[Short task 1] Filter the entries below down to the lines that contain the word "clear", matching case exactly.

[Passage shown]
——————

An IM chat with Lizzie Ostrom (aka Odette Toilette) on her book ‘Perfume – A Century of Scents’

I first met Lizzie Ostrom just over five years ago. I had received an email from her about some perfume event she was hosting, and she had asked if I would like to come. I was unable to make it, so we arranged to meet up for lunch. It would be the first of many lunches.

In the time I’ve known her, Lizzie (or Odette Toilette as she is also known) has hosted (seemingly) hundreds of perfume events, combined poetry and perfume, launched a pot pourri, judged the Jasmine Awards, project managed the fragrances for an exhibition at the Tateco-hosted a scented podcast, and helped develop ODE, a device which uses odour to help people with dementia remember mealtimes.

Oh, and she’s also found the time to write a book.

Perfume – A Century of Scent tells the story of 100 different fragrances, ten from each decade from the 1900’s to the 1990’s. I caught up with Lizzie, via IM, to find out more…

Basenotes has connected.

——————

[Short task 2] Rename "Lizzie" to "Liz" throughout the perfume interview above, then write out its text between "An IM chat with" and "dementia remember mealtimes.", inclusive.

Entries from a pointing dataset:
——————

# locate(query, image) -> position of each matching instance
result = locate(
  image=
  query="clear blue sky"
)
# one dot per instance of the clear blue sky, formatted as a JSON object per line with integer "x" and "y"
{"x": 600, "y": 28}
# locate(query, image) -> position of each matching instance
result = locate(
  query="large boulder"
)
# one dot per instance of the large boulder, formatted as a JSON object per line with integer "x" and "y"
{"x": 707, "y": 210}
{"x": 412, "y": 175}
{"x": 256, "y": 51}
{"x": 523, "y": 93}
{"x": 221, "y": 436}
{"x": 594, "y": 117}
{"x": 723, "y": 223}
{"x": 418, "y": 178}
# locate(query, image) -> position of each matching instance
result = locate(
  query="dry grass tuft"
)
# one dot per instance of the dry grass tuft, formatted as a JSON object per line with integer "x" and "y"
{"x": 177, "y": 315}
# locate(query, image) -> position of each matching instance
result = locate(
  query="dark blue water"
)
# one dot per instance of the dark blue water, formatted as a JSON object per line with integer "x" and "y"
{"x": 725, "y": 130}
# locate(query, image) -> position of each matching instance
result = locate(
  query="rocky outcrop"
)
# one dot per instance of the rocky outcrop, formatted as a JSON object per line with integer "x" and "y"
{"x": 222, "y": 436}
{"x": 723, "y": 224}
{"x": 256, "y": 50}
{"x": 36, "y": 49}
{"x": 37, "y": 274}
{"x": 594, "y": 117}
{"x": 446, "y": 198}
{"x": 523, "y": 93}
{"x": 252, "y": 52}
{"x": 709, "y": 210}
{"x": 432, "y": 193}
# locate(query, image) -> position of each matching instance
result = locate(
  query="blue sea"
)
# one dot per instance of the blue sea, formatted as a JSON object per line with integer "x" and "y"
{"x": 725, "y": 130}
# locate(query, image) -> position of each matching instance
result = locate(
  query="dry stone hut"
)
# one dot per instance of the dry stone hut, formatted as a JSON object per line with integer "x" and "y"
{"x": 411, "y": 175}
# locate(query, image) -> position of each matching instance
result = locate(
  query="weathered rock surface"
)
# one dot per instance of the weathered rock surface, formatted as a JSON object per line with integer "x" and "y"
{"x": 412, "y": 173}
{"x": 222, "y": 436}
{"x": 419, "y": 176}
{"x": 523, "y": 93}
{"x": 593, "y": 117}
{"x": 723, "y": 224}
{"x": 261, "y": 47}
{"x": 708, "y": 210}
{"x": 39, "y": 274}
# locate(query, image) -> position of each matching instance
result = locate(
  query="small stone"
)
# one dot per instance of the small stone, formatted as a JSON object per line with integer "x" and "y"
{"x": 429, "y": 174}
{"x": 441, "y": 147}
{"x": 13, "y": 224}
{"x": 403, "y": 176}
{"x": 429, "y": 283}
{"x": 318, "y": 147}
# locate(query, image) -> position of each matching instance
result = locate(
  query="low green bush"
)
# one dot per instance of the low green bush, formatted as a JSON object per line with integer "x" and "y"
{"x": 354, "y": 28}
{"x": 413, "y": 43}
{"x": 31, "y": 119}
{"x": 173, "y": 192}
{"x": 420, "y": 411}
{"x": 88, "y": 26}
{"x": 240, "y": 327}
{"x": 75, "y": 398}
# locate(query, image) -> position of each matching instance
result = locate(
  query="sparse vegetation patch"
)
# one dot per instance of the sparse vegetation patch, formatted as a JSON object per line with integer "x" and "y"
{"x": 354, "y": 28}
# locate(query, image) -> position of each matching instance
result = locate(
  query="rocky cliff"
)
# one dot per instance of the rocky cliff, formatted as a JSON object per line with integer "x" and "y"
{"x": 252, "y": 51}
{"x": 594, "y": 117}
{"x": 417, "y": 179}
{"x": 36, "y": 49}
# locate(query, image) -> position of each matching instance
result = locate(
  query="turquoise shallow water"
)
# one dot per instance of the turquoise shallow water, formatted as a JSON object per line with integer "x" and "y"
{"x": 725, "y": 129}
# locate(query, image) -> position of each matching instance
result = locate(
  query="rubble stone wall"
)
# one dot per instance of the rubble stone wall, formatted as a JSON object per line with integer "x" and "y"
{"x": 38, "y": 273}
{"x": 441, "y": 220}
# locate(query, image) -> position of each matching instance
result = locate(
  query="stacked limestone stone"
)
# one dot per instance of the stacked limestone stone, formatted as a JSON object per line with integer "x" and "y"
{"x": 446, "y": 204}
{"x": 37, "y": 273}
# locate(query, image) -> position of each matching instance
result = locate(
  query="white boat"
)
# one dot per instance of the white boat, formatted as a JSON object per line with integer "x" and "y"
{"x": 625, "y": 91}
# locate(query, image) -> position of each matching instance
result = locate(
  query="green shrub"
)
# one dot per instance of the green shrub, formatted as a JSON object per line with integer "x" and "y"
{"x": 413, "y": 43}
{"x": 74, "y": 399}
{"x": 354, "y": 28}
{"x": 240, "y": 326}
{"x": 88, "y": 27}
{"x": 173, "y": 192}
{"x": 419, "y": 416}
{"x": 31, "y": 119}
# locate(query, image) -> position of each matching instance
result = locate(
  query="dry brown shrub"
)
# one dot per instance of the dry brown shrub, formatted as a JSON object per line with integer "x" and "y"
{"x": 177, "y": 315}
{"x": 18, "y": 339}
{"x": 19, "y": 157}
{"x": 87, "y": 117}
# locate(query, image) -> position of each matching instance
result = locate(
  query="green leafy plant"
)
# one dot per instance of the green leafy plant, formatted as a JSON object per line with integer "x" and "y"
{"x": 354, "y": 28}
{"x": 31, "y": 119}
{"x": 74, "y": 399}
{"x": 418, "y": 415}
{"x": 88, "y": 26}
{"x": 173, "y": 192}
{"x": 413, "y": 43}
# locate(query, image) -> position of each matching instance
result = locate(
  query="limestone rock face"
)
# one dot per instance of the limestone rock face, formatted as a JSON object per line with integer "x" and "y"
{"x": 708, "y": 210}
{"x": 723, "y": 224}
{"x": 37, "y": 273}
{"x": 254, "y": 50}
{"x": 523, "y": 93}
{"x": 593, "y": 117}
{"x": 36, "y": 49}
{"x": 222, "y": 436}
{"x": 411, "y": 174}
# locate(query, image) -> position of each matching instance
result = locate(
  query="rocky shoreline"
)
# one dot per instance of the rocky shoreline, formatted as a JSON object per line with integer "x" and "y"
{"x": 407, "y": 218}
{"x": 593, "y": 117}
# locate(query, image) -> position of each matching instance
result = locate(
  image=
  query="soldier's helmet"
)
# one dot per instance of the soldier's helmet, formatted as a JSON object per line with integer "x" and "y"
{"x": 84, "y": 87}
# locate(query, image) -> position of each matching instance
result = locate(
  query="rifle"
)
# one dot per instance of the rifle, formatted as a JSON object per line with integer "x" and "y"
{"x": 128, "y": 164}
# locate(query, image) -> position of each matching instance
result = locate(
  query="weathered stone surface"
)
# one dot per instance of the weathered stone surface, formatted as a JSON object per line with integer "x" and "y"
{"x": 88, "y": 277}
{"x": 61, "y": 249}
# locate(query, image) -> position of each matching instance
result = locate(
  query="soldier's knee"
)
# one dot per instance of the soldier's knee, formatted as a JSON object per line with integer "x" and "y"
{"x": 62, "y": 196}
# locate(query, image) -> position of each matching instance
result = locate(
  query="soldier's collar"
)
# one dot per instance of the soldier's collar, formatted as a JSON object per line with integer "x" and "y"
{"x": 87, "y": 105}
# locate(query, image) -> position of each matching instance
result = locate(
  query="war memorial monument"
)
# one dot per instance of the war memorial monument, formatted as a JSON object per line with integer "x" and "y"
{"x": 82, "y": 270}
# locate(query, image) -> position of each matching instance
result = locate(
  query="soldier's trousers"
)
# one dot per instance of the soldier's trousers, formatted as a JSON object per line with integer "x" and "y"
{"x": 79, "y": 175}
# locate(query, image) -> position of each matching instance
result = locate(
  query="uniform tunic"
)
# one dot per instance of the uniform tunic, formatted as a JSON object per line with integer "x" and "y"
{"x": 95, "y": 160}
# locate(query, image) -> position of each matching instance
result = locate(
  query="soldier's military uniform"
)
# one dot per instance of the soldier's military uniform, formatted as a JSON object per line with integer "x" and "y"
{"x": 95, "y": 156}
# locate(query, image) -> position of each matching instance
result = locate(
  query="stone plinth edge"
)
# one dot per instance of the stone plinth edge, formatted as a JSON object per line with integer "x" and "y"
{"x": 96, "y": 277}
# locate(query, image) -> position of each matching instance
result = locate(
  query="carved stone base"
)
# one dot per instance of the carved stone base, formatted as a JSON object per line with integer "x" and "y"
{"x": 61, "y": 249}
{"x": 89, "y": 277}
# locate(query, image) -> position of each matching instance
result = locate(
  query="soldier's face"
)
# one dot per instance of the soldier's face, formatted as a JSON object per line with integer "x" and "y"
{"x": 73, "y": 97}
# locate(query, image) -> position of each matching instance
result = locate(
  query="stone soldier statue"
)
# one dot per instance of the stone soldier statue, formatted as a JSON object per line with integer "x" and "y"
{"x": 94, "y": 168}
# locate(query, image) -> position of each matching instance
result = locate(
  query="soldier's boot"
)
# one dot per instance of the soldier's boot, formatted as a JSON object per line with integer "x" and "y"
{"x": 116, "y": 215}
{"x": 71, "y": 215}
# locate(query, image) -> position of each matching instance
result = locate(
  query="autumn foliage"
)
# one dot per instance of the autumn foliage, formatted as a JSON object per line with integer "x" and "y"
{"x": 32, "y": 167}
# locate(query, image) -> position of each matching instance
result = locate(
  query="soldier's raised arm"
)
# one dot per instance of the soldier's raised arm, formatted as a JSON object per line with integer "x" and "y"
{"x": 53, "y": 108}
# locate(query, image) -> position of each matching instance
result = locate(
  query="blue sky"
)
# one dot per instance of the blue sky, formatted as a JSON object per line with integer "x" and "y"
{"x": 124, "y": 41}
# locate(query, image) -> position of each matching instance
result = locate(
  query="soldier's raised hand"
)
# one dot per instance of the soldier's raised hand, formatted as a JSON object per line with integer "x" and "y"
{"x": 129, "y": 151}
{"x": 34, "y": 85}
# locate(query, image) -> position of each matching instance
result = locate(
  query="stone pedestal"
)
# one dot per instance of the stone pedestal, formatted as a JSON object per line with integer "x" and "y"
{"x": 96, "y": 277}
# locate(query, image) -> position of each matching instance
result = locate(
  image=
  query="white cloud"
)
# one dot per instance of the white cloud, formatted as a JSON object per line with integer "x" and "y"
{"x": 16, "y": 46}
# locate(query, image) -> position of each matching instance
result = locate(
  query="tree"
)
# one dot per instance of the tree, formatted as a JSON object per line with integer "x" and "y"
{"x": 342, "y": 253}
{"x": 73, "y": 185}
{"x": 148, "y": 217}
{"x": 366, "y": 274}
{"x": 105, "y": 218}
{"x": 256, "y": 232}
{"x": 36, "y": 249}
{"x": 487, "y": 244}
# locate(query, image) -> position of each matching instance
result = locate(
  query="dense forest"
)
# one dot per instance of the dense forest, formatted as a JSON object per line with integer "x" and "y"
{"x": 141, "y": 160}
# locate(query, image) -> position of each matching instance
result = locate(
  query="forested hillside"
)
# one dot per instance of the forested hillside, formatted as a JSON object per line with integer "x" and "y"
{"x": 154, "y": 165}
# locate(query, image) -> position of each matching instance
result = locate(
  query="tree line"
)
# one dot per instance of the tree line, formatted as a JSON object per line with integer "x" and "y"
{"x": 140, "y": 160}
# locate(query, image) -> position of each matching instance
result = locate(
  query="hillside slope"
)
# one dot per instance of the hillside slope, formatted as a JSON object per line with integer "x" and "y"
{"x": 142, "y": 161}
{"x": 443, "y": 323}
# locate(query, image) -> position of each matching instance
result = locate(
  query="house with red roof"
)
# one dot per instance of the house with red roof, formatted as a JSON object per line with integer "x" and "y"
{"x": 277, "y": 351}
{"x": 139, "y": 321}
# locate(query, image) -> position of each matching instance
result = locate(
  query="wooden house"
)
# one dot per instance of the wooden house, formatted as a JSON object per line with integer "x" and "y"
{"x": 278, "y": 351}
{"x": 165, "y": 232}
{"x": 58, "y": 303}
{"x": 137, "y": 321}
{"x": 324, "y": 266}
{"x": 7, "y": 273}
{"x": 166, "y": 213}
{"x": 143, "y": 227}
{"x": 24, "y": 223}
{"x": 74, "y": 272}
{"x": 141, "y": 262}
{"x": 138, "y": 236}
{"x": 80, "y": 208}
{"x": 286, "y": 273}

——————

[Final answer 1]
  query="clear blue sky"
# one dot per instance of the clear blue sky, formatted as a JSON object per line with integer "x" and "y"

[Final answer 2]
An IM chat with Liz Ostrom (aka Odette Toilette) on her book ‘Perfume – A Century of Scents’

I first met Liz Ostrom just over five years ago. I had received an email from her about some perfume event she was hosting, and she had asked if I would like to come. I was unable to make it, so we arranged to meet up for lunch. It would be the first of many lunches.

In the time I’ve known her, Liz (or Odette Toilette as she is also known) has hosted (seemingly) hundreds of perfume events, combined poetry and perfume, launched a pot pourri, judged the Jasmine Awards, project managed the fragrances for an exhibition at the Tateco-hosted a scented podcast, and helped develop ODE, a device which uses odour to help people with dementia remember mealtimes.